Gather all lines from the material that contain "hair".

• [DATA EXTRACT]:
#####
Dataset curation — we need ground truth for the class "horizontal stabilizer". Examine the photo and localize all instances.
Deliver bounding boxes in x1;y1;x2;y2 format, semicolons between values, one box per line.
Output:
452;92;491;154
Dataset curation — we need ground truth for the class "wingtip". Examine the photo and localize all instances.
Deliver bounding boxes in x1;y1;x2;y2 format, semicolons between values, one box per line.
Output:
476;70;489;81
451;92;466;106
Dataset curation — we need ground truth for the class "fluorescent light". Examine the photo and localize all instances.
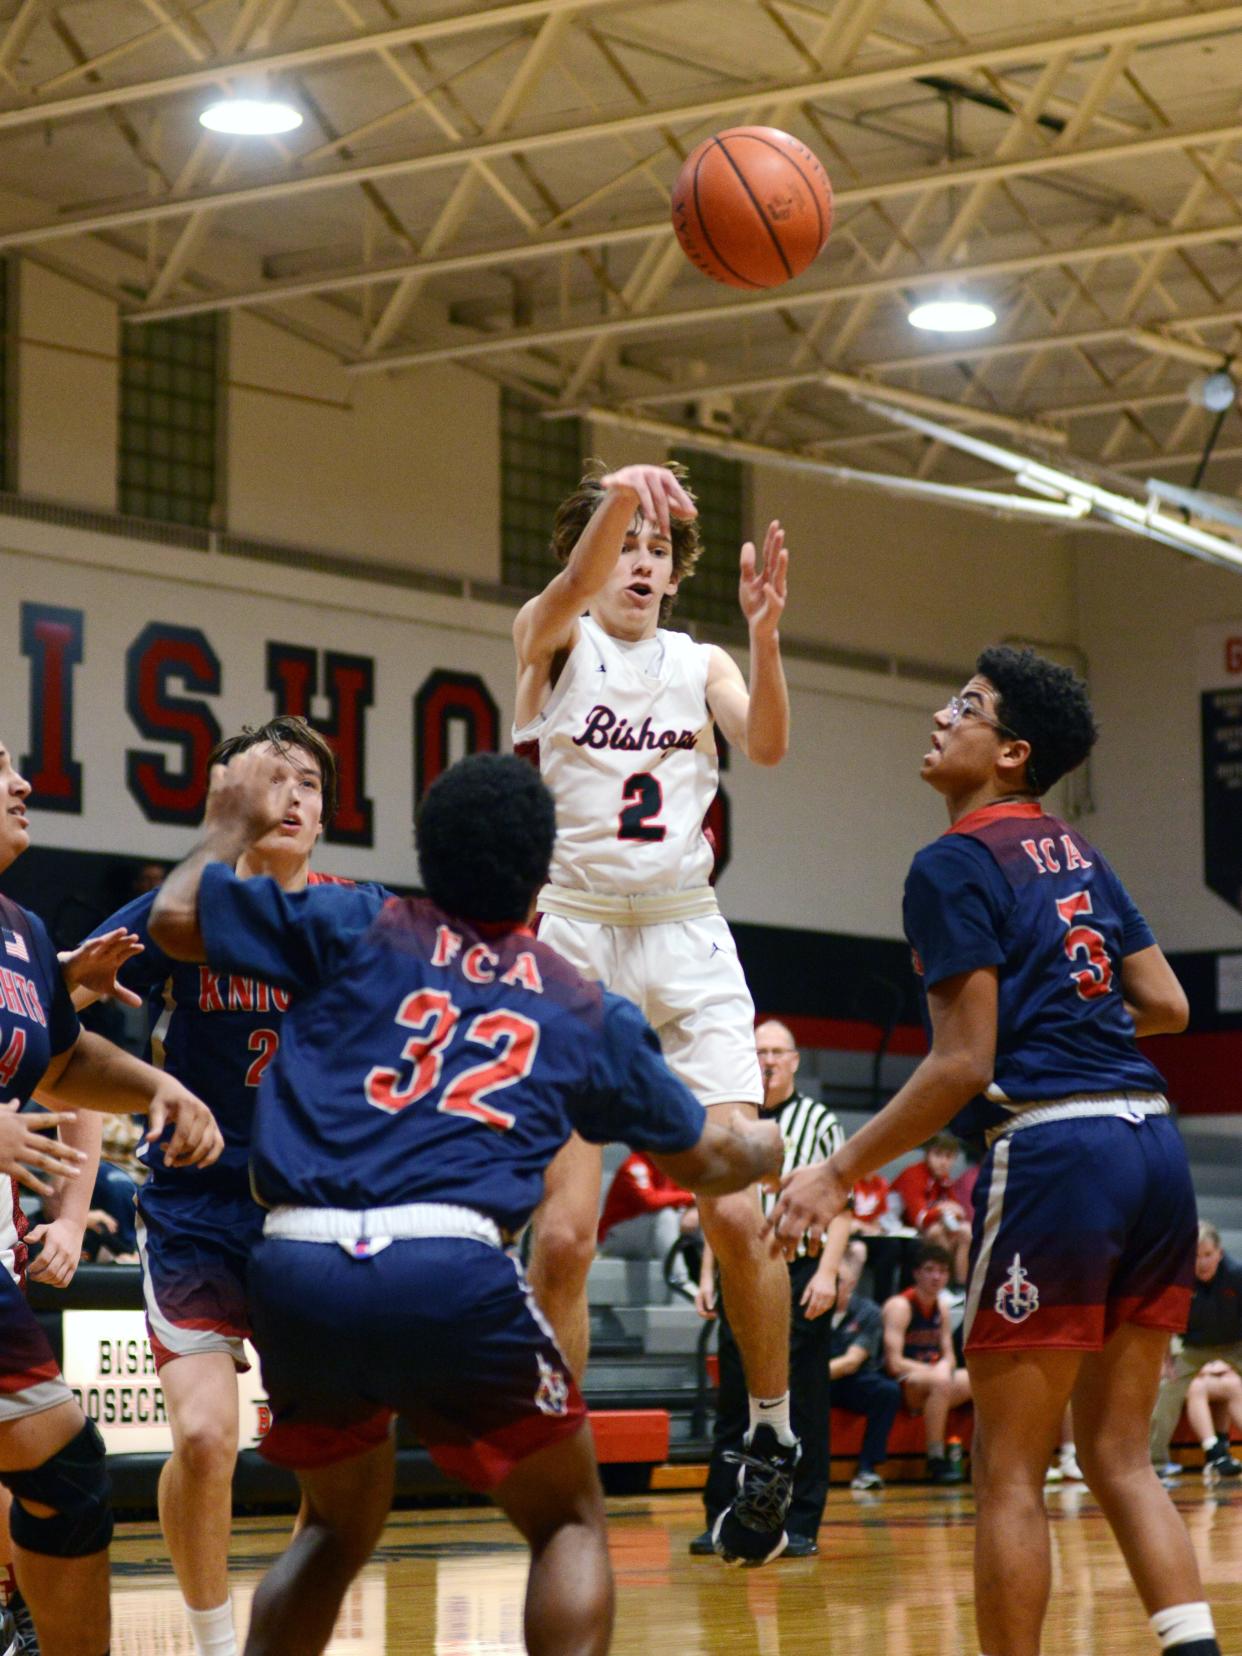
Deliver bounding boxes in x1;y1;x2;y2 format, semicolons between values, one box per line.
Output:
908;298;997;333
199;98;302;135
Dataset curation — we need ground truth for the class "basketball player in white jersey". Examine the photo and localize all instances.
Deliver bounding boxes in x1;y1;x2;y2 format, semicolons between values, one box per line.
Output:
513;461;795;1565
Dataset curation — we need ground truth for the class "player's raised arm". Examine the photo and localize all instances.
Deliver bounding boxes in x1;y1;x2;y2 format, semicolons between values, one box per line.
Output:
513;465;697;670
150;746;293;961
705;519;790;766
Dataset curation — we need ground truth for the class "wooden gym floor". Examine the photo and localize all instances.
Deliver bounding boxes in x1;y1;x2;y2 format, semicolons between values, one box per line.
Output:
107;1479;1242;1654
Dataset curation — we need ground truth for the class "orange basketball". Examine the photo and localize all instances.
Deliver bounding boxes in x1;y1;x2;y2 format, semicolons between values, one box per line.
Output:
671;127;833;290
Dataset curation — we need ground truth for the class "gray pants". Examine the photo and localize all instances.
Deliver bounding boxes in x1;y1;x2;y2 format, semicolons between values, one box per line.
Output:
1149;1340;1242;1462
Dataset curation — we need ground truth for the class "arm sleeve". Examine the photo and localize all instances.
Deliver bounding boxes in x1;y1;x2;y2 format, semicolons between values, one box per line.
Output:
197;863;387;995
903;839;1008;989
1095;856;1157;956
28;912;80;1057
85;892;175;993
569;993;704;1154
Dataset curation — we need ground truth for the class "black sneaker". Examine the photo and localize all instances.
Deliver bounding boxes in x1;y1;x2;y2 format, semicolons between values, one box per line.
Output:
0;1609;19;1656
1205;1437;1242;1478
711;1424;800;1567
781;1535;819;1558
928;1454;965;1486
688;1528;716;1556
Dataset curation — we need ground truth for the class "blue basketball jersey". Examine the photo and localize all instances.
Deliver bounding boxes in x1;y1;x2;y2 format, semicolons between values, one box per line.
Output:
89;875;388;1193
196;867;705;1232
0;896;79;1104
902;801;1166;1140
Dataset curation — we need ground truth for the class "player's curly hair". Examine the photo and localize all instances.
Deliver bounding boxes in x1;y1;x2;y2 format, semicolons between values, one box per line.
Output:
209;715;338;827
976;645;1098;795
549;460;704;622
416;754;556;924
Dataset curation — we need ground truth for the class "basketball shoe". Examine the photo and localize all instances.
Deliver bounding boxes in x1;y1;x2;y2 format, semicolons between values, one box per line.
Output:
0;1609;18;1656
711;1424;800;1566
1204;1436;1242;1478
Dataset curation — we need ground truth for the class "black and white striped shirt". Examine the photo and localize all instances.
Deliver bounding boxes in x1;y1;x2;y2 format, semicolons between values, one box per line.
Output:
762;1092;845;1255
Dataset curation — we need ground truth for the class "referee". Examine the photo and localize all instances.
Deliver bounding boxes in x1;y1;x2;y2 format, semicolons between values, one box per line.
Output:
691;1020;846;1558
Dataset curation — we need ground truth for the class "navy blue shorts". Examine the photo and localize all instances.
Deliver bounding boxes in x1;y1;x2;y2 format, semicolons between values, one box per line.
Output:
136;1182;264;1372
0;1266;72;1421
963;1113;1196;1353
247;1236;587;1490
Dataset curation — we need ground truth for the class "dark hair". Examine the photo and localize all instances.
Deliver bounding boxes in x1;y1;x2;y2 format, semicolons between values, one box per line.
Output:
976;645;1098;794
416;754;556;924
915;1242;953;1271
550;459;703;622
209;716;338;826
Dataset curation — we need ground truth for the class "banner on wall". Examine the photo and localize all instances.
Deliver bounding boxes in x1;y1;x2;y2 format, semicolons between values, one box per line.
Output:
61;1309;269;1455
2;539;944;936
1197;621;1242;919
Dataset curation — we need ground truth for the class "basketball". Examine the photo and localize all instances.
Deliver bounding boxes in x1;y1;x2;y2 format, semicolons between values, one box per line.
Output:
671;126;833;290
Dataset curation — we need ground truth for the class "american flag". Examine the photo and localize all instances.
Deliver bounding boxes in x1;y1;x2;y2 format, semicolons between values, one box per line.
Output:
2;928;29;963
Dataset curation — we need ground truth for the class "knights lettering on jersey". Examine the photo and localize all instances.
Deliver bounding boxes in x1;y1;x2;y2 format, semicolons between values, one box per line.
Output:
0;967;46;1028
197;969;291;1015
512;615;718;896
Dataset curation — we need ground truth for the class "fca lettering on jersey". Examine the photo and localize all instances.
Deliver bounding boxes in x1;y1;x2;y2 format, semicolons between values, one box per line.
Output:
572;705;698;753
198;969;291;1014
1019;835;1093;875
431;926;544;993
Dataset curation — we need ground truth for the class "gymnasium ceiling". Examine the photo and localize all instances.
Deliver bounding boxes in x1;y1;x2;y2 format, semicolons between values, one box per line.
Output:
8;0;1242;494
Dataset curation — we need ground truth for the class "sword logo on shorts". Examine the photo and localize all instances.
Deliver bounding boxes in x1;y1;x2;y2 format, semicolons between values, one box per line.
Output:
995;1252;1040;1324
534;1354;570;1417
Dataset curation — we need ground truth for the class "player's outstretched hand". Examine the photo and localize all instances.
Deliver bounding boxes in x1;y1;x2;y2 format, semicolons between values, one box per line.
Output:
599;465;697;538
146;1079;224;1169
0;1101;86;1199
739;520;788;642
59;928;145;1007
800;1269;838;1321
26;1216;87;1288
764;1156;849;1261
205;744;291;847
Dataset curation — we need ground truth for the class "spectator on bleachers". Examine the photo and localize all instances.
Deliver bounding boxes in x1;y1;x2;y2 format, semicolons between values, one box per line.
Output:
1151;1222;1242;1476
850;1172;895;1235
829;1239;901;1491
883;1242;972;1485
1184;1364;1242;1479
597;1151;700;1288
890;1134;971;1285
82;1116;145;1263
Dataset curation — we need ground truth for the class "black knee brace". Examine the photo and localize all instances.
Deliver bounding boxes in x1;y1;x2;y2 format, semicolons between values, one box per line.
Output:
1;1419;113;1557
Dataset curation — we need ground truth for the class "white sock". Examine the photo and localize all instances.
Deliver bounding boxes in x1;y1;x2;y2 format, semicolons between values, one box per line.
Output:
1201;1436;1217;1453
1150;1602;1216;1649
749;1393;795;1445
186;1600;238;1656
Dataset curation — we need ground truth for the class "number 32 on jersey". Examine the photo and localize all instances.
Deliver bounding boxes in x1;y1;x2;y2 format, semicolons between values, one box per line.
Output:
363;988;540;1129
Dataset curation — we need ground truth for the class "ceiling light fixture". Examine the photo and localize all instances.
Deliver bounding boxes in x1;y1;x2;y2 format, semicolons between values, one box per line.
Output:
907;297;997;334
199;97;302;136
1188;370;1237;413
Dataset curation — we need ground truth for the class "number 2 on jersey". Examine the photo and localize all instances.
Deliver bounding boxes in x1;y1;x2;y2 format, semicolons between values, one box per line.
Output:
1054;889;1113;1000
618;772;665;842
245;1028;279;1088
364;988;539;1130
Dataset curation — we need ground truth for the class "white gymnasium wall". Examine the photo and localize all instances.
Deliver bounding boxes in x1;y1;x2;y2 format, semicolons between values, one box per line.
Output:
1070;528;1242;953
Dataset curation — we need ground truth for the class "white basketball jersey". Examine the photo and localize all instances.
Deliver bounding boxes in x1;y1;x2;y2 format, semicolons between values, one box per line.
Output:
514;616;719;895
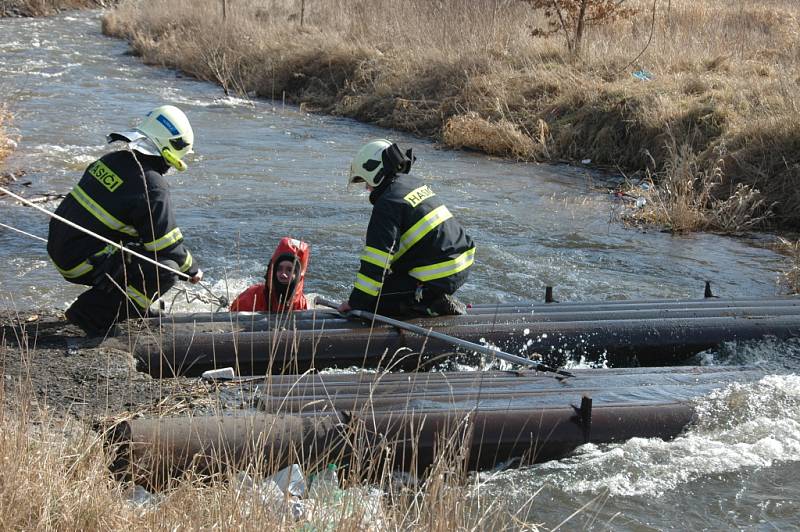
#####
• [ANSWER SECTION]:
Dataset curation — we need ground truth for the class "player's curly hair". Examine the photo and localize all instances.
Dataset curation — we need ground truth for the class "dark hair". Examine the photo and localize all instances.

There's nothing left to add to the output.